List each line of the material below that contains the word "glass", copying every such line in full.
--- START OF GIVEN RECORDS ---
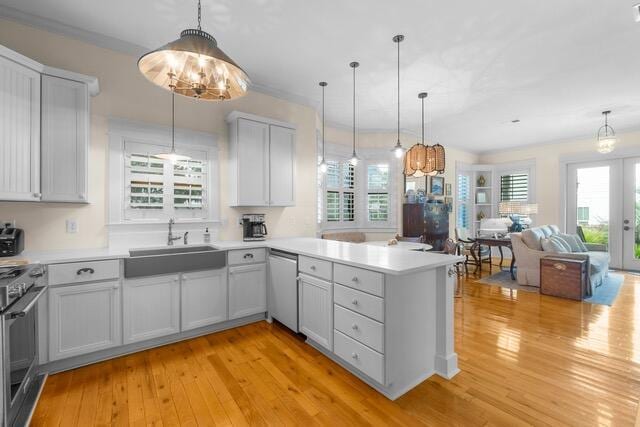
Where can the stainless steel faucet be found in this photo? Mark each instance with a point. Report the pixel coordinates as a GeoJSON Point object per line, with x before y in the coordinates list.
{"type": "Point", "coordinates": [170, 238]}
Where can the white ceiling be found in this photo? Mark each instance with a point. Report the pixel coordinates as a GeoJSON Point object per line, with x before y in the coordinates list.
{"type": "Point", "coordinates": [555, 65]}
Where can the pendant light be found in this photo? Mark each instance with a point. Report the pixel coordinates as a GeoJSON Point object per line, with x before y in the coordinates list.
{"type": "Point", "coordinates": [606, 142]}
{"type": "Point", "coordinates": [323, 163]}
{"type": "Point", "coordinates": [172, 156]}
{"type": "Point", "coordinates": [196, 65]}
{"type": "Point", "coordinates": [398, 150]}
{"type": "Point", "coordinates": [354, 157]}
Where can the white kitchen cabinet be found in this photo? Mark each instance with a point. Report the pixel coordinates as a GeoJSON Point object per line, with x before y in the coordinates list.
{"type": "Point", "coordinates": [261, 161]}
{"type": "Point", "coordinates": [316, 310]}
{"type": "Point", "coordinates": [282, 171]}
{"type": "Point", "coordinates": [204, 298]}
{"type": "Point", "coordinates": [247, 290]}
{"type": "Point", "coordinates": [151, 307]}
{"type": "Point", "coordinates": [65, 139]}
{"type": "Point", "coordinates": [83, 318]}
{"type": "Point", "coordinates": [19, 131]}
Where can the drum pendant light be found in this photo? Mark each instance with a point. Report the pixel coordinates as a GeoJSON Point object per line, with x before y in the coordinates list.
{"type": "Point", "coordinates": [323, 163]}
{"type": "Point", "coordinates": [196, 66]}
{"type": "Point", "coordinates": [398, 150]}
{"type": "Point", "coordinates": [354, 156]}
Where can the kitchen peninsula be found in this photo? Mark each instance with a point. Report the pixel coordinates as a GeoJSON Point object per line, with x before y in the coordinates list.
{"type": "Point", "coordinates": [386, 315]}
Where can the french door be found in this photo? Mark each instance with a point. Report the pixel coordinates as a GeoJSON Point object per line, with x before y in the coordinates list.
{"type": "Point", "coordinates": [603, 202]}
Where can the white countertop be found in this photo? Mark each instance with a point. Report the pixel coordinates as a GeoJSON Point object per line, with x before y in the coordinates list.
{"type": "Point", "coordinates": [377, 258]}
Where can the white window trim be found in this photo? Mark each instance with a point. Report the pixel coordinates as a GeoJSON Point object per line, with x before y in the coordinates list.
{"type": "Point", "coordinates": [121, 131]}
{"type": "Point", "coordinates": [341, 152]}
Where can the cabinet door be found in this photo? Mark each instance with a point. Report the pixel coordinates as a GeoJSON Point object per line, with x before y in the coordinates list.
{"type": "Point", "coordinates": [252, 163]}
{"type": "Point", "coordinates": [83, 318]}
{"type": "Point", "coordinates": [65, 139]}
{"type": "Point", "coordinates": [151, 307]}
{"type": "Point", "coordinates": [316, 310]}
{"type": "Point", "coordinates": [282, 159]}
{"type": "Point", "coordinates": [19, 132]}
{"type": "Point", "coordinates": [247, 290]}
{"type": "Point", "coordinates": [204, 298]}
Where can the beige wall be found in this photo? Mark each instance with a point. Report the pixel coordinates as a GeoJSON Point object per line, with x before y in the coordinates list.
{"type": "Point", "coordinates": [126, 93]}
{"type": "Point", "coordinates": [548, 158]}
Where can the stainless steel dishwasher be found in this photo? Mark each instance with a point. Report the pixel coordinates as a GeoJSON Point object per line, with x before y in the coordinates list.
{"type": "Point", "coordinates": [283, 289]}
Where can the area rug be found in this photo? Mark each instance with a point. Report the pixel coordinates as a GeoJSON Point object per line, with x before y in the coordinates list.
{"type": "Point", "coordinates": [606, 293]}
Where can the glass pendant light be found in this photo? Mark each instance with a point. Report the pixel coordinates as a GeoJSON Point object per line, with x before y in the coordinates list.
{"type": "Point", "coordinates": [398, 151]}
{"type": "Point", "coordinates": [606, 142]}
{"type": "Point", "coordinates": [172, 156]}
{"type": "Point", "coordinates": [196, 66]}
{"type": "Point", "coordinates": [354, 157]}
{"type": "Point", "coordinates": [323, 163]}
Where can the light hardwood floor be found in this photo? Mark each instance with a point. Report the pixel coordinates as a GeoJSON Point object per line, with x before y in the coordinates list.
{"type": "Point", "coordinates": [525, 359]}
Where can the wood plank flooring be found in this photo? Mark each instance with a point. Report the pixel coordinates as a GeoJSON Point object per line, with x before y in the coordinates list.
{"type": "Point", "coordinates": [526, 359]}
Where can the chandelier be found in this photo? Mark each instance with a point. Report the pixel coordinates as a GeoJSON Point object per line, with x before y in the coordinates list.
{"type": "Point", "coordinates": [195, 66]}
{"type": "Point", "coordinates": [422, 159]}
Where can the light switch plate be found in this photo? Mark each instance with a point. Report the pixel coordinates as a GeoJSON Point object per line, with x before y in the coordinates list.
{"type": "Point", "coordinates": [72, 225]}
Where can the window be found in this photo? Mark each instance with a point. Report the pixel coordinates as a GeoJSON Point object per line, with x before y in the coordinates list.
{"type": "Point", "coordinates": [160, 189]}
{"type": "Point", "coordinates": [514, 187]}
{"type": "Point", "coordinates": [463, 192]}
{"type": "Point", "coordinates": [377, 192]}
--- END OF GIVEN RECORDS ---
--- START OF GIVEN RECORDS ---
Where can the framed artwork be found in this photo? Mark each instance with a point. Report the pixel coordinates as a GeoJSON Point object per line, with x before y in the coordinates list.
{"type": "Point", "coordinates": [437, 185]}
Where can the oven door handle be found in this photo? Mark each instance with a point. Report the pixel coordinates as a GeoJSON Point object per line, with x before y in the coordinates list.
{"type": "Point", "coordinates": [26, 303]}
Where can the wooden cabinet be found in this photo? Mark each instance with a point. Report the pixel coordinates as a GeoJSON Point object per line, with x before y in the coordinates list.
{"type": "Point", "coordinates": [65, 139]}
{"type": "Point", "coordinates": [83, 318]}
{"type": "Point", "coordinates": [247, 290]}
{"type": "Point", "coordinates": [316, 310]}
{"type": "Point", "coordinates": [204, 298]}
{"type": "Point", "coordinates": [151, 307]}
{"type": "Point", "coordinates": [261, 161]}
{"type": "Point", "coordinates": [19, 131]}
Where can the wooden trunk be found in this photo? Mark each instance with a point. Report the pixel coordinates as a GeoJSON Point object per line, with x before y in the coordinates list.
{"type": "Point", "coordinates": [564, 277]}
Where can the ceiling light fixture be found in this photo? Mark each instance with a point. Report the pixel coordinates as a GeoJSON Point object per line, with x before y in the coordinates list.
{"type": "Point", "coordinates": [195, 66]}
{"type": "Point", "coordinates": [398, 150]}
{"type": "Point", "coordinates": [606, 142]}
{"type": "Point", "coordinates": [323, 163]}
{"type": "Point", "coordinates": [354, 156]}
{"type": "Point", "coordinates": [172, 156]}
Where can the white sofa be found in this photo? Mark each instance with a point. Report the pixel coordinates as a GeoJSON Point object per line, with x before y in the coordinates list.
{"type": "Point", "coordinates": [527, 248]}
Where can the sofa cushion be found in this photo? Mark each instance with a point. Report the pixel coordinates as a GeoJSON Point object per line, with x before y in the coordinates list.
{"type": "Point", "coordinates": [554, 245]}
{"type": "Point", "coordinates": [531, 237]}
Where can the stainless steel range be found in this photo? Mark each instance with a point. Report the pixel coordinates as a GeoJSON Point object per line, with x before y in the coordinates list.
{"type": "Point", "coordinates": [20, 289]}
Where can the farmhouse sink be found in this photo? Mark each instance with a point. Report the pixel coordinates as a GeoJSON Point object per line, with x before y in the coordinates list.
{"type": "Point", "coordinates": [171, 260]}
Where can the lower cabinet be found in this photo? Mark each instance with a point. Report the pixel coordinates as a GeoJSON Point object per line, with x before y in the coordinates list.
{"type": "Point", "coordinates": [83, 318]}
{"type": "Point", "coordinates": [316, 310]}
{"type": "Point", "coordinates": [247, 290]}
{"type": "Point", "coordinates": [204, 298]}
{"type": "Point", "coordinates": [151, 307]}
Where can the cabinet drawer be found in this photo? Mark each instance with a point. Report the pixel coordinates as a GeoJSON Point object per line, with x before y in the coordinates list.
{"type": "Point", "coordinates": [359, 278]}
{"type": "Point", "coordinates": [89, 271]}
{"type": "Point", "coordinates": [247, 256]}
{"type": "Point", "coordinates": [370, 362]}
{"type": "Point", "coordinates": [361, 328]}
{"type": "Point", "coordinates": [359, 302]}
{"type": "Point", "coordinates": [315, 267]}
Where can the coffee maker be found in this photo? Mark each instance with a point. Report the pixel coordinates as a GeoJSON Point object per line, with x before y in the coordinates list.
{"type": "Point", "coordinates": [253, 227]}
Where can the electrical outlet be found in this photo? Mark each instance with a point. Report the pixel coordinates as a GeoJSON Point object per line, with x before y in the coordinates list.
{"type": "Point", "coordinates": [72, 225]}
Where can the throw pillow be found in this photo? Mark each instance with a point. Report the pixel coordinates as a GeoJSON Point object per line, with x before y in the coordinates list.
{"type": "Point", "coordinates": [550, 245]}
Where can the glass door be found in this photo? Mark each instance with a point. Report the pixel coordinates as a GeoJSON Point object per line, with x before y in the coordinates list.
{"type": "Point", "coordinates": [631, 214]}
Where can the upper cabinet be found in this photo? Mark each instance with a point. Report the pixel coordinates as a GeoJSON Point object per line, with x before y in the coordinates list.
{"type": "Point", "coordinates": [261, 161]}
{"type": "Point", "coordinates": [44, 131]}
--- END OF GIVEN RECORDS ---
## [RESPONSE FOR THIS EXERCISE]
Where can the glass pendant light be found in this photo? Mark each instance with a point. Report the pixel coordinates as a GeoJSON Point object per line, with x before y in the coordinates list.
Where can the glass door be found in this photo? Mark each instance with a point. Report the pixel coordinates as a GeoJSON Point object per line, with x before y in the coordinates list.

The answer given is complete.